» **Exercise**
Can you collect every line in the items below that contains the word "jersey" and copy each one unchanged?

/---

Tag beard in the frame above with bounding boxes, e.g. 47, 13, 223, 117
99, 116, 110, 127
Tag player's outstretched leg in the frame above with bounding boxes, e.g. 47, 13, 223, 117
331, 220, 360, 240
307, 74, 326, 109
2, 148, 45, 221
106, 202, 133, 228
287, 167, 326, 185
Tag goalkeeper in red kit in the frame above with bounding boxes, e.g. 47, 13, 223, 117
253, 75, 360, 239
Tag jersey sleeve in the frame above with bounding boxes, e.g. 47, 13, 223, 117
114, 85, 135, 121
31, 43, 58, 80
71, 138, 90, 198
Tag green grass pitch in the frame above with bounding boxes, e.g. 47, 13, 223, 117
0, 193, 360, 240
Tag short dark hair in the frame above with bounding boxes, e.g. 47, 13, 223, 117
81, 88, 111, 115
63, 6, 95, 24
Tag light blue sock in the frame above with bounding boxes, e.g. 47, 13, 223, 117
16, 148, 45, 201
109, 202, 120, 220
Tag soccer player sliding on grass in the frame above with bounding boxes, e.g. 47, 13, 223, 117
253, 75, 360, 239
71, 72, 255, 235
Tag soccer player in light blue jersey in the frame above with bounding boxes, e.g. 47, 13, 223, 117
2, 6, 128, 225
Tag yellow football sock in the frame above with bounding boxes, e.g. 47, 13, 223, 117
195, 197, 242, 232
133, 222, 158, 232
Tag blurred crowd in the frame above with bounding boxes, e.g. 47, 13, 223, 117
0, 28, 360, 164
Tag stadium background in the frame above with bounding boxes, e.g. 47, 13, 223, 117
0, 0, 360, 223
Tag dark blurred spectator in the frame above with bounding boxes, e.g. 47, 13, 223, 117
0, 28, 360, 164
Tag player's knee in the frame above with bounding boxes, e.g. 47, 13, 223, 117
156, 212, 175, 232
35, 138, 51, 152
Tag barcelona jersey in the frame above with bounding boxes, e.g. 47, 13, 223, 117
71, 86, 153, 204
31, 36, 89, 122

\---

» **Reply**
Tag jersey sleeve in the frame above with bounding boxes, e.g. 47, 13, 223, 117
Tag soccer player in light blue jersey in the frame above with bounding boxes, e.g. 47, 13, 223, 117
Tag barcelona jersey in the frame above with bounding boxes, e.g. 47, 13, 223, 117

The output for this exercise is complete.